[Exercise description]: Report how many lines in the following entries contain "every". Nothing else should be given.
[Dataset extract]
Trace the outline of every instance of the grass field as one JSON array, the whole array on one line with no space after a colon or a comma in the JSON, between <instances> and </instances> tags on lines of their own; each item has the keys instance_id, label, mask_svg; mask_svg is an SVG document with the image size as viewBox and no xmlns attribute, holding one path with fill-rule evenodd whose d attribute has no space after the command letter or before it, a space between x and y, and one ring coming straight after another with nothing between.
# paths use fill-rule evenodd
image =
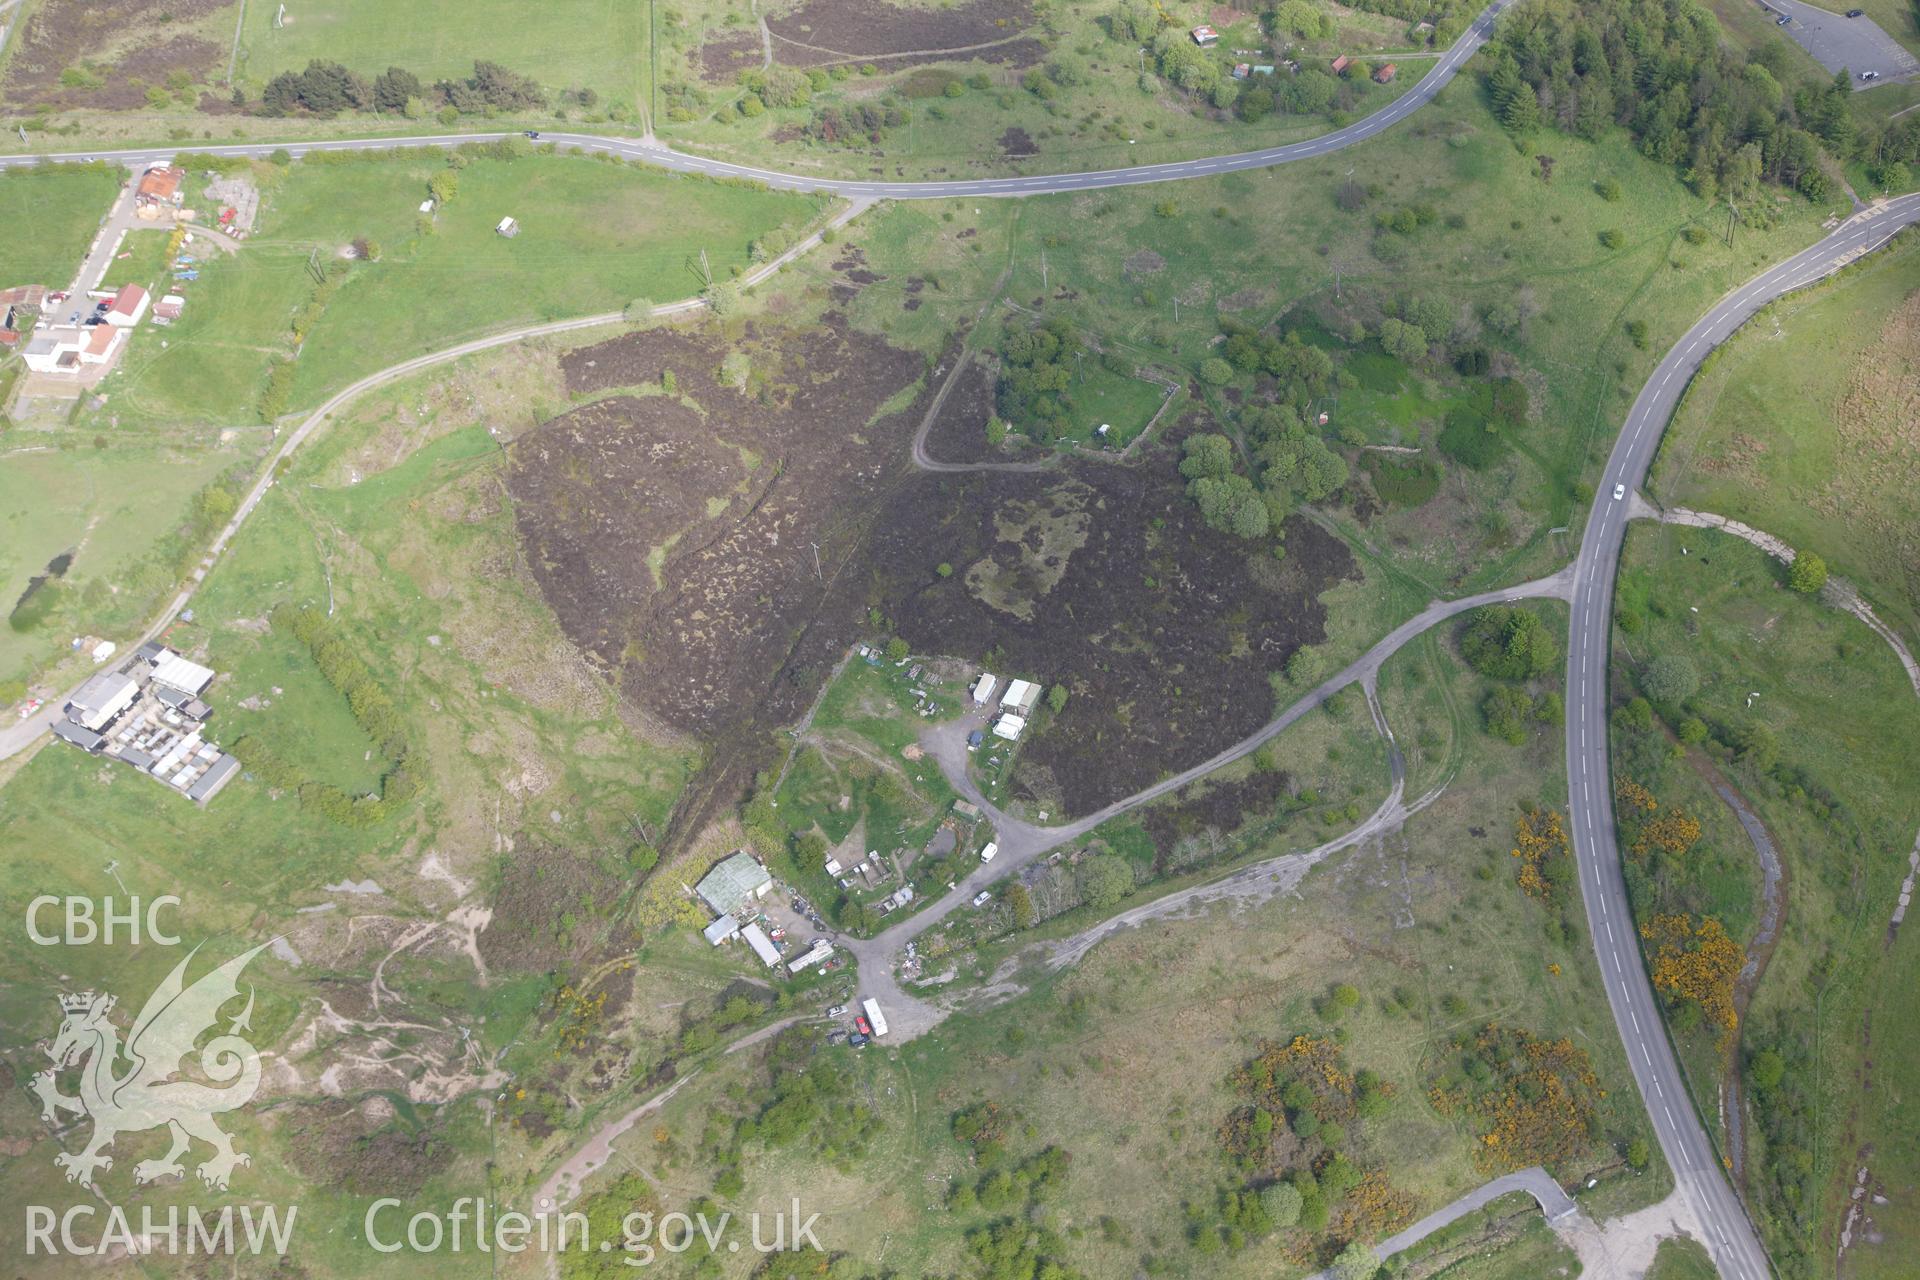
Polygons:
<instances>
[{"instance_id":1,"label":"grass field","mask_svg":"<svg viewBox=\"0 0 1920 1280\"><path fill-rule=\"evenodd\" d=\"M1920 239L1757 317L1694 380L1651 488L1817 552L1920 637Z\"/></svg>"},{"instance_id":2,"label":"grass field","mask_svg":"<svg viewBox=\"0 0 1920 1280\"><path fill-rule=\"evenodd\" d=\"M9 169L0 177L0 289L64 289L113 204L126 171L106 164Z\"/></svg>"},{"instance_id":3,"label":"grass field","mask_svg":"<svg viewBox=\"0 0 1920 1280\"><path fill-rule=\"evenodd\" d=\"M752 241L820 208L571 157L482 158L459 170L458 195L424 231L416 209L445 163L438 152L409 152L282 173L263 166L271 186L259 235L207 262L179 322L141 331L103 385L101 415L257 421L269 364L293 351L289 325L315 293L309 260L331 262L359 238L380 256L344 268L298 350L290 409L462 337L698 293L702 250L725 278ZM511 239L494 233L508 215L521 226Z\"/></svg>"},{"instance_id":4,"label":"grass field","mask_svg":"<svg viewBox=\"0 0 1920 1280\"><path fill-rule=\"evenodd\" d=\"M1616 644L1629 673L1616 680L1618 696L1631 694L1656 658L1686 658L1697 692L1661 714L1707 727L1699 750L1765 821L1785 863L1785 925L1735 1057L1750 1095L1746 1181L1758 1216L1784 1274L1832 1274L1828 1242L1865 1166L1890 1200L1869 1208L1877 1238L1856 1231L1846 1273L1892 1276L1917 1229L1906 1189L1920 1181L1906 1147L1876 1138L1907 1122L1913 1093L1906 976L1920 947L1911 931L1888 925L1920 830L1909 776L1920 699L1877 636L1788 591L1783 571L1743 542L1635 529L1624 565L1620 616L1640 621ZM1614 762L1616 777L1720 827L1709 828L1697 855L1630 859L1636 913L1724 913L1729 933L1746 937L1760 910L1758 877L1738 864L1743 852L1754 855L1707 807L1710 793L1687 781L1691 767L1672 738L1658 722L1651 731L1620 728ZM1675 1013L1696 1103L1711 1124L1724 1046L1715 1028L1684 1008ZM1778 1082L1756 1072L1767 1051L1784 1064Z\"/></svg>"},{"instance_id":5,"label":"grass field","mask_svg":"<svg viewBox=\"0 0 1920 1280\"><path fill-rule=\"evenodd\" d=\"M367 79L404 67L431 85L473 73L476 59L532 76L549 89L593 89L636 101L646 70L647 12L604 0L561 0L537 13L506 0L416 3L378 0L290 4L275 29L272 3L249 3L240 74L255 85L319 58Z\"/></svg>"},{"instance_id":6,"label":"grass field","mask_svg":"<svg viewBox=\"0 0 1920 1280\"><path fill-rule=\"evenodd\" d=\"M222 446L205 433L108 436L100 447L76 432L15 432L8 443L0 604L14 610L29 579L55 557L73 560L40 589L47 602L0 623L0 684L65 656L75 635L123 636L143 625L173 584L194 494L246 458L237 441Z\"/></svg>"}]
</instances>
[/Dataset extract]
[Dataset extract]
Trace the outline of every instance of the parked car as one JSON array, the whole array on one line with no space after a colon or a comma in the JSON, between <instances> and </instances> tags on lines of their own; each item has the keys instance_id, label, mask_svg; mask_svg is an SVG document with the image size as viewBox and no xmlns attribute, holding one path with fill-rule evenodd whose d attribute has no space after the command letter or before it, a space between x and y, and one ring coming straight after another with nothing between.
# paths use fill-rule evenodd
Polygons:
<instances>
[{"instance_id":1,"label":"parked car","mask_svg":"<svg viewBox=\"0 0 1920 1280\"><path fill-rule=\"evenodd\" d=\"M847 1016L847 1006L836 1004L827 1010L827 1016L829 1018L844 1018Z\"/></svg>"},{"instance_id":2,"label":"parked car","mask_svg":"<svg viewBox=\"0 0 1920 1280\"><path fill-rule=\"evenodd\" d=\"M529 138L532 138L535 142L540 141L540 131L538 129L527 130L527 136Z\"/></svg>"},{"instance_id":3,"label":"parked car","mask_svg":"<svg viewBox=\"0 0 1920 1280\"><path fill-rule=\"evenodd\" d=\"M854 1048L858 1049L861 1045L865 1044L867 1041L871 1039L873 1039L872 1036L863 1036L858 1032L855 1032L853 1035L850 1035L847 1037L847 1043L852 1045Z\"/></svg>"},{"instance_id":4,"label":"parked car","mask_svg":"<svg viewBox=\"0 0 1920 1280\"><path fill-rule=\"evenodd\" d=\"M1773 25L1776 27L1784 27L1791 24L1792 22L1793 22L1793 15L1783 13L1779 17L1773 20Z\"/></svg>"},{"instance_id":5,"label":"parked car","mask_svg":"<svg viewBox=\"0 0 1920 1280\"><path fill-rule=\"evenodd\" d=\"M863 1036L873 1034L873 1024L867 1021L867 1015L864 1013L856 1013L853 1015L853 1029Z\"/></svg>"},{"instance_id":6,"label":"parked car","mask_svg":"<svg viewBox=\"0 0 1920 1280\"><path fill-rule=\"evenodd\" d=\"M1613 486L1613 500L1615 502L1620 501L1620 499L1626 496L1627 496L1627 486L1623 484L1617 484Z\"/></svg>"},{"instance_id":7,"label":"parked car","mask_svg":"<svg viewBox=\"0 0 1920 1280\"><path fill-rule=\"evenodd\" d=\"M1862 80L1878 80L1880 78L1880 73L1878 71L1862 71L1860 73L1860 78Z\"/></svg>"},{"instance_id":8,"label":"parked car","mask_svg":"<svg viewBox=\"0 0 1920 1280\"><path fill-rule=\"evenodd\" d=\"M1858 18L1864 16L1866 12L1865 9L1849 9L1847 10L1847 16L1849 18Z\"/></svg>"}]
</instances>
[/Dataset extract]
[Answer for the task]: 2